Data items:

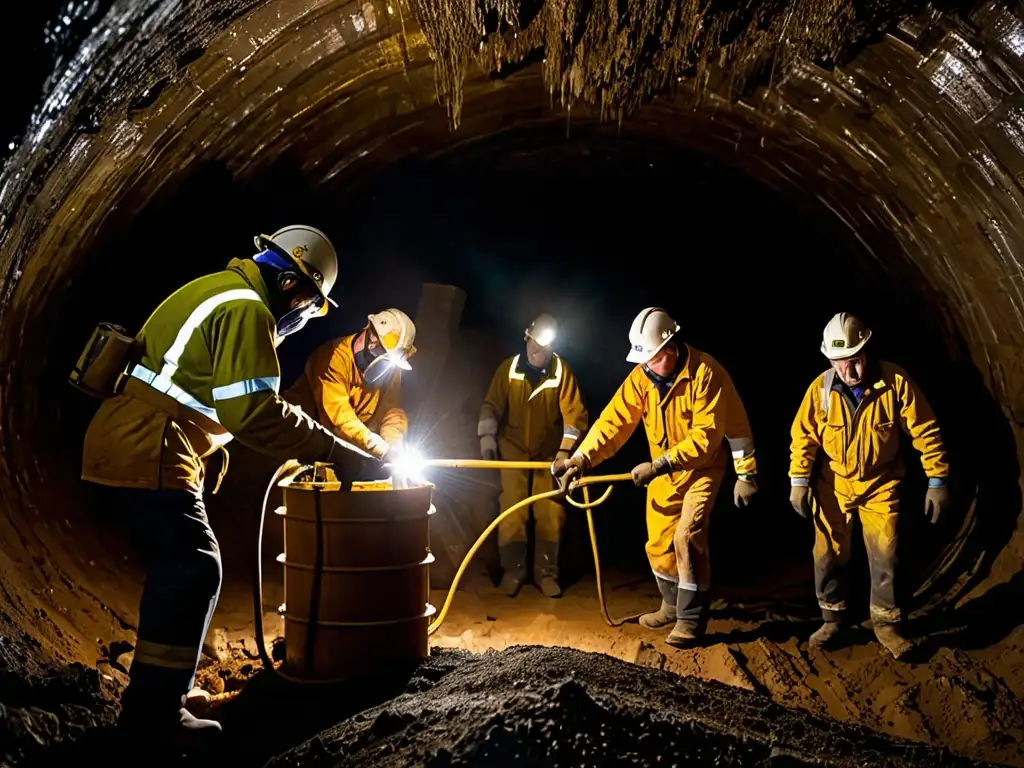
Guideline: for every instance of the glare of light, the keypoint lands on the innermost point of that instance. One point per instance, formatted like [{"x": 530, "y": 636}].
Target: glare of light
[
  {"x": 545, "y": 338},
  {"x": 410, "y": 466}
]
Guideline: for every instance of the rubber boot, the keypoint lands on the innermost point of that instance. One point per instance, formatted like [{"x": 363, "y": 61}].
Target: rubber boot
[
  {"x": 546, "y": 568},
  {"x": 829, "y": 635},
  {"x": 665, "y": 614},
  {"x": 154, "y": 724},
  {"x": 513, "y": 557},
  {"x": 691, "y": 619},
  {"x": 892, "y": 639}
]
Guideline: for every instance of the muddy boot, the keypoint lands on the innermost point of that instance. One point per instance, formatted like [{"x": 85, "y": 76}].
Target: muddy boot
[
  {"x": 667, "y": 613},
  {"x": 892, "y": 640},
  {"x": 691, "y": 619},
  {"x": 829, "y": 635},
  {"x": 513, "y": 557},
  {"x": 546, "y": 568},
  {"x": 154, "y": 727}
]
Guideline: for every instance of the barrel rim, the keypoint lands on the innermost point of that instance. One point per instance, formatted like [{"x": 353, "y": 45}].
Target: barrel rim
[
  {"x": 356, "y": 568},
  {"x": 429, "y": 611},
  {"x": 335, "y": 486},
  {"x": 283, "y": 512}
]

==

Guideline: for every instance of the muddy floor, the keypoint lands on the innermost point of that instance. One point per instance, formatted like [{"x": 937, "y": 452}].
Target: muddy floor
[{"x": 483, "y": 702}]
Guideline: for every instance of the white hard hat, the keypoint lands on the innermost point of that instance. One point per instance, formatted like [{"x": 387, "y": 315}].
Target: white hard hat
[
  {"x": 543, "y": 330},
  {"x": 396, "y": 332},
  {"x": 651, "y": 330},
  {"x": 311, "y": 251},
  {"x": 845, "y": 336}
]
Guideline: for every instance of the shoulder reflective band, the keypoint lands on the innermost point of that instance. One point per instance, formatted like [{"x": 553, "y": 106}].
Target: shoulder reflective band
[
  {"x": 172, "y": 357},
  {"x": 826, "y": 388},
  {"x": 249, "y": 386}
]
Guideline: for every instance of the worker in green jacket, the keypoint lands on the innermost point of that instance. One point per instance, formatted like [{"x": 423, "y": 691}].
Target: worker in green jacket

- [About this task]
Your answer should be the lines above that contain the word "innermost", copied out.

- [Written answer]
Guideline: for every instance of the glare of light, the keypoint lands on the innermost point of that instance. One point per instance, formatted like [{"x": 530, "y": 636}].
Guideline: for every instance of the rubber boot, the keypoint lands on the innermost point of that instance. One point per instance, formatted like [{"x": 363, "y": 61}].
Guideline: for every instance of the muddy boot, the keypoint lands on the innermost point of that instance. One point per instance, formatted like [{"x": 85, "y": 76}].
Guideline: for every instance of the barrel rim, the keypoint lands on the innermost point of that instance. One point per instance, formatted like [{"x": 353, "y": 45}].
Guideline: for every instance of the muddy floor, the keypoint lands on the innermost point of that instance. One point per instance, formatted like [{"x": 937, "y": 452}].
Guideline: for every instance of the white hard hat, the keypoint lands on the innermost point of that instance. One point per instance, formatted like [{"x": 387, "y": 315}].
Guideline: for every instance of the shoulder reflective band, the keypoint lands on the innermost point of that instance. One point per instance, formatted like [{"x": 553, "y": 106}].
Guideline: for every instance of the worker in green jacket, the keypoint lands on the innermost point of that instance. One point per instance, formatted like [{"x": 423, "y": 691}].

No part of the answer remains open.